Food fight: Schools struggle with deliveries


Amidst mask requirements, remote learning and yet another state executive order, Monroe County schools are also facing school meal concerns in this continuing age of COVID.

And they are not alone. 

According to a School Nutrition Association survey, 97 percent of schools nationwide worry about how pandemic supply chain disruptions can impact their lunchrooms. 

Schools across Monroe County received notice that a Kohls Wholesale shipment scheduled for Tuesday would not come that day and possibly not even that week, Waterloo Superintendent Brian Charron said. This was due to a shortage of drivers. 

As a result, Charron asked families via email to send their children with packed meals, if they could afford to do so, and warned that Waterloo cafeterias “are forced to immediately reduce (their) menus to the most basic of meals.” 

Fortunately, the shipment was able to be delivered on Labor Day, thanks to an Kohls driver who volunteered to drive on the holiday, Columbia Superintendent Chris Grode said. 

Schools are not exactly in the clear, Charron cautioned. 

“We are being told this is not a one-time issue,” Charron said. “They haven’t given us a prediction on how long it’s going to last, but they also haven’t given us an indication that it’s going to end soon. Until people are going to go back to work, I’m afraid we are going to be experiencing this in a lot of places.” 

Because the truck’s arrival time shifted, school districts were allowed to change their orders, prompting Waterloo to find a potential solution. 

“We are upping our orders so that we can stock our coolers and freezers with a weeks’ worth of food so that if there is a future cancellation of an order, we can just simply keep rotating food out of the freezer (since) we have a week’s (worth of food) to get by with,” Charron explained. 

Further complicating potential shortages of food due to supply chain issues, schools are providing some meals free of charge to students as COVID has impacted many families financially.

## [DATA PROVIDED]
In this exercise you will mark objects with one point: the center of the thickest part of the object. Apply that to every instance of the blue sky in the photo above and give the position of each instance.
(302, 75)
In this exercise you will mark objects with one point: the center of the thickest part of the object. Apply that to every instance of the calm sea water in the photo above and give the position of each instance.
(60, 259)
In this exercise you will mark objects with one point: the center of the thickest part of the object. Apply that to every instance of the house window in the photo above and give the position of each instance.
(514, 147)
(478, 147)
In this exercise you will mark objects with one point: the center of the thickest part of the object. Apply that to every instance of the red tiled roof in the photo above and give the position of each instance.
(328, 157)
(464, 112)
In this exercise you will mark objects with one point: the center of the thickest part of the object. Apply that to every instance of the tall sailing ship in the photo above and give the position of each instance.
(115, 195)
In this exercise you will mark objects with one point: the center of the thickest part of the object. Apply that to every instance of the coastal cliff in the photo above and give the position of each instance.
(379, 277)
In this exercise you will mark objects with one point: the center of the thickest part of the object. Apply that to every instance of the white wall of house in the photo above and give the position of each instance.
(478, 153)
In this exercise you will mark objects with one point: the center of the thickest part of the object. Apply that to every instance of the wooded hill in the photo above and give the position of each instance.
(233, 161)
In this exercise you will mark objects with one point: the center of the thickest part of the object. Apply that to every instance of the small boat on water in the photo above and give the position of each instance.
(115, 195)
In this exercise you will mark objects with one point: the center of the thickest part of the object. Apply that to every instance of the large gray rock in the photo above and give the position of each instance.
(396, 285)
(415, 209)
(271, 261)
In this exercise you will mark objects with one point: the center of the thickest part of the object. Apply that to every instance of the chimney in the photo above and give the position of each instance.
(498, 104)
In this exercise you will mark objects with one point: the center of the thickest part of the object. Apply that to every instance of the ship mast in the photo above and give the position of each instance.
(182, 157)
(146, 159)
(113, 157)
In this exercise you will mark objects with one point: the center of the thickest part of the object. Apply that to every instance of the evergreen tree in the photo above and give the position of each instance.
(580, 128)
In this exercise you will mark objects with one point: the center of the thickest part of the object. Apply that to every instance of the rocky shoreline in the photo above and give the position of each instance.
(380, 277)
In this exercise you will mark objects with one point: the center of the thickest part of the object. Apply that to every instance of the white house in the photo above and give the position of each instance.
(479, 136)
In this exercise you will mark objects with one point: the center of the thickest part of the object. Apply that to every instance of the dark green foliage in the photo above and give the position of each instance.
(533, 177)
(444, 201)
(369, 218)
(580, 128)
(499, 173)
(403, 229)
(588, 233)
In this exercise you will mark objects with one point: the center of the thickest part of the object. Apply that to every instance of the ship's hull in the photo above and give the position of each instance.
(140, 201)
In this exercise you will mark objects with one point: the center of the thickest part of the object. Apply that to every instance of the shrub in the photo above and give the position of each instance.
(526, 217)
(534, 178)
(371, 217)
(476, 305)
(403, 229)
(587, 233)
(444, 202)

## [YOUR TASK]
Could you repeat, word for word, the passage of the school meal delivery article from "And they are" up to and including "impact their lunchrooms."?

## [SOLUTION BELOW]
And they are not alone. 

According to a School Nutrition Association survey, 97 percent of schools nationwide worry about how pandemic supply chain disruptions can impact their lunchrooms.